[Stored data entries]
....

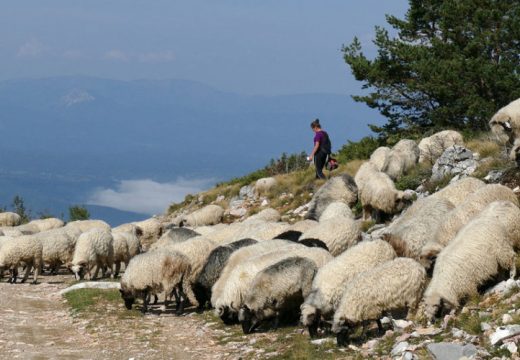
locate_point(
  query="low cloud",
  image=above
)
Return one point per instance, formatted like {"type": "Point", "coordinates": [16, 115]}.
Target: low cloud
{"type": "Point", "coordinates": [146, 196]}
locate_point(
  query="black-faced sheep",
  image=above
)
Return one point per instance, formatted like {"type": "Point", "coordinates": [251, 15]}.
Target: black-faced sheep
{"type": "Point", "coordinates": [277, 291]}
{"type": "Point", "coordinates": [396, 284]}
{"type": "Point", "coordinates": [331, 279]}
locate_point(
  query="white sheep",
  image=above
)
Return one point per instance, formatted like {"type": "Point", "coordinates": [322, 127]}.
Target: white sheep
{"type": "Point", "coordinates": [476, 255]}
{"type": "Point", "coordinates": [93, 248]}
{"type": "Point", "coordinates": [23, 250]}
{"type": "Point", "coordinates": [338, 234]}
{"type": "Point", "coordinates": [9, 219]}
{"type": "Point", "coordinates": [458, 191]}
{"type": "Point", "coordinates": [393, 285]}
{"type": "Point", "coordinates": [331, 279]}
{"type": "Point", "coordinates": [432, 147]}
{"type": "Point", "coordinates": [377, 191]}
{"type": "Point", "coordinates": [277, 291]}
{"type": "Point", "coordinates": [339, 188]}
{"type": "Point", "coordinates": [505, 124]}
{"type": "Point", "coordinates": [208, 215]}
{"type": "Point", "coordinates": [417, 226]}
{"type": "Point", "coordinates": [155, 272]}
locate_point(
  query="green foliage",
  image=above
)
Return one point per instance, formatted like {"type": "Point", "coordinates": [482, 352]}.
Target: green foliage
{"type": "Point", "coordinates": [361, 149]}
{"type": "Point", "coordinates": [78, 212]}
{"type": "Point", "coordinates": [18, 206]}
{"type": "Point", "coordinates": [452, 64]}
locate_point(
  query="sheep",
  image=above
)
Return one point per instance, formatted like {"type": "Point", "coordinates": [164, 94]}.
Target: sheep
{"type": "Point", "coordinates": [401, 159]}
{"type": "Point", "coordinates": [379, 157]}
{"type": "Point", "coordinates": [154, 272]}
{"type": "Point", "coordinates": [337, 233]}
{"type": "Point", "coordinates": [339, 188]}
{"type": "Point", "coordinates": [432, 147]}
{"type": "Point", "coordinates": [458, 191]}
{"type": "Point", "coordinates": [478, 252]}
{"type": "Point", "coordinates": [416, 227]}
{"type": "Point", "coordinates": [454, 220]}
{"type": "Point", "coordinates": [93, 248]}
{"type": "Point", "coordinates": [330, 281]}
{"type": "Point", "coordinates": [336, 209]}
{"type": "Point", "coordinates": [393, 285]}
{"type": "Point", "coordinates": [239, 281]}
{"type": "Point", "coordinates": [505, 124]}
{"type": "Point", "coordinates": [208, 215]}
{"type": "Point", "coordinates": [264, 185]}
{"type": "Point", "coordinates": [277, 291]}
{"type": "Point", "coordinates": [377, 191]}
{"type": "Point", "coordinates": [213, 267]}
{"type": "Point", "coordinates": [23, 250]}
{"type": "Point", "coordinates": [9, 219]}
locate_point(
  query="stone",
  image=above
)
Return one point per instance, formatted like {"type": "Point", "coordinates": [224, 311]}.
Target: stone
{"type": "Point", "coordinates": [449, 351]}
{"type": "Point", "coordinates": [504, 332]}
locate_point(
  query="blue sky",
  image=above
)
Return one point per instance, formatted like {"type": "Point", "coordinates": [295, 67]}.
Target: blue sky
{"type": "Point", "coordinates": [251, 47]}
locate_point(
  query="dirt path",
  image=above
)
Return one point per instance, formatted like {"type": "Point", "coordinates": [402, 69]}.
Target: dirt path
{"type": "Point", "coordinates": [36, 323]}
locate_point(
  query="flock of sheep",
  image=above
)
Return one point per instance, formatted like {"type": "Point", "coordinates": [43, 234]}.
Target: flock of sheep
{"type": "Point", "coordinates": [323, 271]}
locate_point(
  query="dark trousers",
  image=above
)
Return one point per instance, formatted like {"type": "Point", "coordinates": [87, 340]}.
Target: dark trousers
{"type": "Point", "coordinates": [320, 158]}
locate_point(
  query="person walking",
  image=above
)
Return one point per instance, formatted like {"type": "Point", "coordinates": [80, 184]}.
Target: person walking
{"type": "Point", "coordinates": [322, 148]}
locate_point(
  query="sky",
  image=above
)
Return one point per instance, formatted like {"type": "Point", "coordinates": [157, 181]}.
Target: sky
{"type": "Point", "coordinates": [268, 47]}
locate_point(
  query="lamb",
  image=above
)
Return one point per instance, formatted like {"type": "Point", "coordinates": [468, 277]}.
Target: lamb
{"type": "Point", "coordinates": [339, 188]}
{"type": "Point", "coordinates": [93, 248]}
{"type": "Point", "coordinates": [476, 255]}
{"type": "Point", "coordinates": [458, 191]}
{"type": "Point", "coordinates": [416, 226]}
{"type": "Point", "coordinates": [277, 291]}
{"type": "Point", "coordinates": [331, 279]}
{"type": "Point", "coordinates": [24, 250]}
{"type": "Point", "coordinates": [505, 124]}
{"type": "Point", "coordinates": [9, 219]}
{"type": "Point", "coordinates": [338, 234]}
{"type": "Point", "coordinates": [239, 281]}
{"type": "Point", "coordinates": [213, 267]}
{"type": "Point", "coordinates": [454, 220]}
{"type": "Point", "coordinates": [154, 272]}
{"type": "Point", "coordinates": [393, 285]}
{"type": "Point", "coordinates": [208, 215]}
{"type": "Point", "coordinates": [336, 209]}
{"type": "Point", "coordinates": [379, 157]}
{"type": "Point", "coordinates": [377, 191]}
{"type": "Point", "coordinates": [431, 148]}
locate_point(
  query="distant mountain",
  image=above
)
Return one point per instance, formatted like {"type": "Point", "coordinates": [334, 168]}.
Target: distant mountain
{"type": "Point", "coordinates": [65, 136]}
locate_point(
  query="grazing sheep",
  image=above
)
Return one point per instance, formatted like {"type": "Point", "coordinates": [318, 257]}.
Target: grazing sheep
{"type": "Point", "coordinates": [213, 267]}
{"type": "Point", "coordinates": [479, 251]}
{"type": "Point", "coordinates": [9, 219]}
{"type": "Point", "coordinates": [155, 272]}
{"type": "Point", "coordinates": [24, 250]}
{"type": "Point", "coordinates": [379, 157]}
{"type": "Point", "coordinates": [264, 185]}
{"type": "Point", "coordinates": [93, 248]}
{"type": "Point", "coordinates": [331, 279]}
{"type": "Point", "coordinates": [239, 281]}
{"type": "Point", "coordinates": [336, 209]}
{"type": "Point", "coordinates": [431, 148]}
{"type": "Point", "coordinates": [277, 291]}
{"type": "Point", "coordinates": [396, 284]}
{"type": "Point", "coordinates": [458, 191]}
{"type": "Point", "coordinates": [377, 191]}
{"type": "Point", "coordinates": [338, 234]}
{"type": "Point", "coordinates": [505, 124]}
{"type": "Point", "coordinates": [454, 220]}
{"type": "Point", "coordinates": [208, 215]}
{"type": "Point", "coordinates": [339, 188]}
{"type": "Point", "coordinates": [416, 226]}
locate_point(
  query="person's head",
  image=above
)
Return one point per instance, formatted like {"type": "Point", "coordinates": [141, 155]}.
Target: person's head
{"type": "Point", "coordinates": [315, 125]}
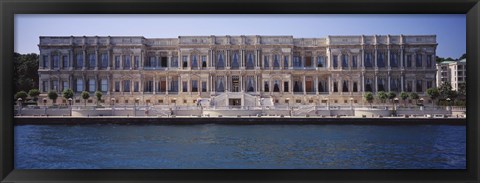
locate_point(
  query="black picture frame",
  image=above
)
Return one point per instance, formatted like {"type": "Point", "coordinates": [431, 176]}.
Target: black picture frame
{"type": "Point", "coordinates": [471, 8]}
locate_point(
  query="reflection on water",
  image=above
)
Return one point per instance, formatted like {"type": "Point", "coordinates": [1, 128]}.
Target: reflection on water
{"type": "Point", "coordinates": [236, 146]}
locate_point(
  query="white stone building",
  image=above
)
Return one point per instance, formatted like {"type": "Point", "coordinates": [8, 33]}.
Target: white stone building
{"type": "Point", "coordinates": [237, 71]}
{"type": "Point", "coordinates": [453, 72]}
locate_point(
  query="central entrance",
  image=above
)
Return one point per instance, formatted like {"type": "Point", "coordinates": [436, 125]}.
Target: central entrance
{"type": "Point", "coordinates": [235, 84]}
{"type": "Point", "coordinates": [235, 102]}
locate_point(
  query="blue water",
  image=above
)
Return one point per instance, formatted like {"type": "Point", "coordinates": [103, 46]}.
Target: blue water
{"type": "Point", "coordinates": [237, 146]}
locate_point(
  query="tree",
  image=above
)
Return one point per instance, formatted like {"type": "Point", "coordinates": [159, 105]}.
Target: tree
{"type": "Point", "coordinates": [85, 96]}
{"type": "Point", "coordinates": [382, 96]}
{"type": "Point", "coordinates": [21, 94]}
{"type": "Point", "coordinates": [414, 96]}
{"type": "Point", "coordinates": [99, 95]}
{"type": "Point", "coordinates": [53, 96]}
{"type": "Point", "coordinates": [369, 97]}
{"type": "Point", "coordinates": [391, 96]}
{"type": "Point", "coordinates": [34, 93]}
{"type": "Point", "coordinates": [68, 93]}
{"type": "Point", "coordinates": [404, 97]}
{"type": "Point", "coordinates": [433, 93]}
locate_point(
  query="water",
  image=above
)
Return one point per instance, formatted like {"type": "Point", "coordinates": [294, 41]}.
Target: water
{"type": "Point", "coordinates": [237, 146]}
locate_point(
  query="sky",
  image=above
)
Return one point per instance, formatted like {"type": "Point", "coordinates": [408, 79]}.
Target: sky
{"type": "Point", "coordinates": [449, 28]}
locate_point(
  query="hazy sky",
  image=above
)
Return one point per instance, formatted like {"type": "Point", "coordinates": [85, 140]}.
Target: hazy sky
{"type": "Point", "coordinates": [450, 29]}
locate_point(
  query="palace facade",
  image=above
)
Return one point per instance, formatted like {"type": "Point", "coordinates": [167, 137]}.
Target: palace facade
{"type": "Point", "coordinates": [236, 70]}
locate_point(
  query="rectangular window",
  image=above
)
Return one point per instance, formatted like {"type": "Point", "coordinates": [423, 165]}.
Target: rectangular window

....

WORK TO COMPLETE
Using the records above, count the lines containing "rectangular". Give no words besides the number.

RESULT OF THIS TASK
2